Produced and exhibited at the Royal Academy in 1897, the statuette 'Daphne' is Mackennal's finest example of Art Nouveau sculpture. With its use of arabesque line and rhythmical emphasis driving the formation of its subjects, Art Nouveau had become a stylistic strategy of the European Symbolists to convey a sense of the spirit. Such elements were also adopted by New Sculptors as a means of suggesting animating forces beneath the flesh.
In his statuette Mackennal sought to depict the moment sourced from Classical mythology of Daphne's transformation into tree in order to escape Apollo's amorous pursuit. Yet Mackennal suggests a metamorphosis from the physical to the psychological realm. He composes the figure with Art Nouveau line, using this arabesque form to infer inner sensation and to fuse the figure with the metaphysical rhythms of nature. The artist constructs the metamorphosis of 'Daphne' as a liberation; an introspective embrace conveyed through the inward rhythms and the trance-like depiction of the subject. It was through the influence of Symbolism that Mackennal translated the figure of mythological narrative into an emblem of psychological drama.

- [TO-DO LIST]
1. Decide whether each statement agrees with the passage on Mackennal's 'Daphne', answering yes or no and quoting the words of the passage that settle it: (a) The statuette was exhibited at the Royal Academy in 1897. (b) Mackennal presents Daphne's metamorphosis as a punishment. (c) New Sculptors took up Art Nouveau elements to suggest animating forces beneath the flesh.
2. Extend the passage on Mackennal's 'Daphne' with a further paragraph that begins after its final sentence.

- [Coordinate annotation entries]
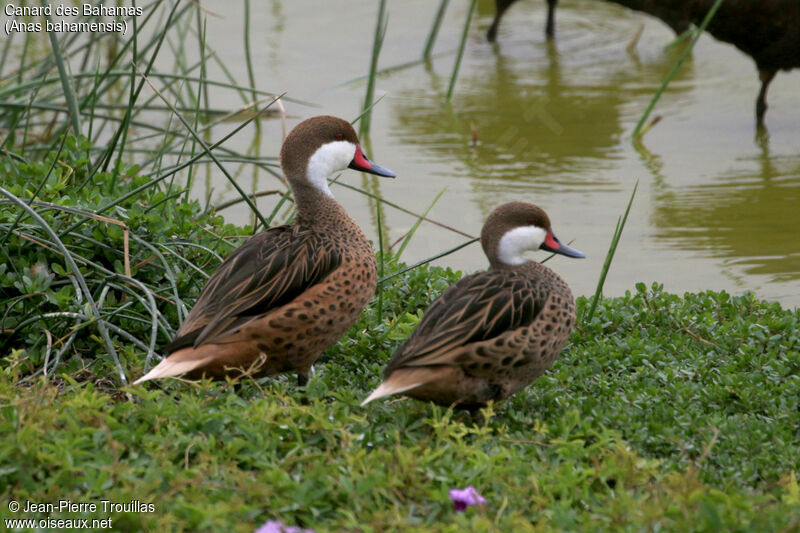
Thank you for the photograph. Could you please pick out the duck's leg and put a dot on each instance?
(302, 378)
(550, 28)
(500, 7)
(766, 76)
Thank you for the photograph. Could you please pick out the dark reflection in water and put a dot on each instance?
(749, 217)
(533, 118)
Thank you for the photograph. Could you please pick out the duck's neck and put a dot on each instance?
(315, 205)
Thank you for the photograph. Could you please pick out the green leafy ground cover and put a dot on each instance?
(665, 413)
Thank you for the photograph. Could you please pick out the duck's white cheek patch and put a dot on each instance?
(328, 159)
(551, 241)
(518, 240)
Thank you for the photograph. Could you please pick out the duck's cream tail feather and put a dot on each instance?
(402, 380)
(170, 367)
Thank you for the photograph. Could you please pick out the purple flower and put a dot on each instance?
(275, 526)
(466, 497)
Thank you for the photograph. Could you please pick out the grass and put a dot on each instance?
(665, 412)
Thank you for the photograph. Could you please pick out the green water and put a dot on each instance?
(718, 207)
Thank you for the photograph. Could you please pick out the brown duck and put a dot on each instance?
(288, 293)
(489, 334)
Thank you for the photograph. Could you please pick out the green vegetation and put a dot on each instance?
(664, 413)
(679, 413)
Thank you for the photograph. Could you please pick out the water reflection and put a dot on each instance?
(532, 119)
(747, 216)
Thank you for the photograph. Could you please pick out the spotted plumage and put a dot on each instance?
(491, 333)
(288, 293)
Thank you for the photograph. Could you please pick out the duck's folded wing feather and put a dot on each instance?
(269, 270)
(476, 308)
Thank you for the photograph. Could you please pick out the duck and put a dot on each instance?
(280, 299)
(491, 333)
(767, 31)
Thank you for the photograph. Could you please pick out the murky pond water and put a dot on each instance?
(717, 207)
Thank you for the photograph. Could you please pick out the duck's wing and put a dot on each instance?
(269, 270)
(476, 308)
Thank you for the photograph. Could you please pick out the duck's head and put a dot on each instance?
(320, 146)
(517, 227)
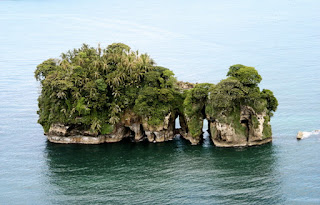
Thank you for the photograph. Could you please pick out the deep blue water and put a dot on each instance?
(198, 41)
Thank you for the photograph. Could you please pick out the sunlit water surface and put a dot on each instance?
(198, 41)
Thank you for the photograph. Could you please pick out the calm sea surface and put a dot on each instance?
(198, 40)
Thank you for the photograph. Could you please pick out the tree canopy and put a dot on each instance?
(92, 86)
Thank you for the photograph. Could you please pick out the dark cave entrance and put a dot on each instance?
(245, 123)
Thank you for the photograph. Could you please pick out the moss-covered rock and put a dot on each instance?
(95, 95)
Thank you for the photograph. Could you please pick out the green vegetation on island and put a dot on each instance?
(92, 88)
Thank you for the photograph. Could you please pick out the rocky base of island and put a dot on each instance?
(131, 127)
(103, 95)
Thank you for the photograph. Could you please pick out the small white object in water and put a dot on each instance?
(302, 135)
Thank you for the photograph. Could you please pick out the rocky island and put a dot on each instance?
(103, 95)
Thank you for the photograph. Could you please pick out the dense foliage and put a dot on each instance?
(240, 89)
(93, 86)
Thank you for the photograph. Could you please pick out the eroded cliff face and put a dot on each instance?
(130, 126)
(247, 131)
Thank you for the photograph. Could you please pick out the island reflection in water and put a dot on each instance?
(166, 173)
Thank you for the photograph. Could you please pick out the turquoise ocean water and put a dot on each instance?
(198, 40)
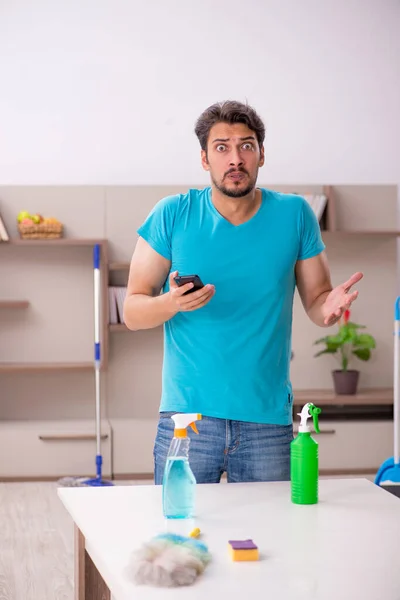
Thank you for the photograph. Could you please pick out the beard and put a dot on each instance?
(235, 191)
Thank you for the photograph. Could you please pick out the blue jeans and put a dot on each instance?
(245, 451)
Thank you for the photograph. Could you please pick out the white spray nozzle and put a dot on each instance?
(309, 410)
(184, 420)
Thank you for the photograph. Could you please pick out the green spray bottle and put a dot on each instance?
(304, 459)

- [SET OF ANSWERS]
1.
(a) Yes: "Produced and exhibited at the Royal Academy in 1897"
(b) No: "The artist constructs the metamorphosis of 'Daphne' as a liberation"
(c) Yes: "Such elements were also adopted by New Sculptors as a means of suggesting animating forces beneath the flesh."

2.
The New Sculpture movement sought to foster new ways of experiencing modern sculpture seeing the rise in popularity of the statuette as a domestically and commercially scaled sculptural form in late 19th century practices. The New Sculptors displaced the traditional small scale antique copy with modern figures of imaginative contemplation. This program became the impetus for Mackennal's most evocative Academy sculptures, particularly 'Daphne', which is one of the artist's most unconventional compositions and compelling female figures. Mackennal had here followed British sculptor Alfred Gilbert's model in combining richly textured Art-Nouveau influenced organic forms with neo-Florentine statuette traditions in order to create a figure of self-involved intensity and covert eroticism that is one of the artist's most successful of this period.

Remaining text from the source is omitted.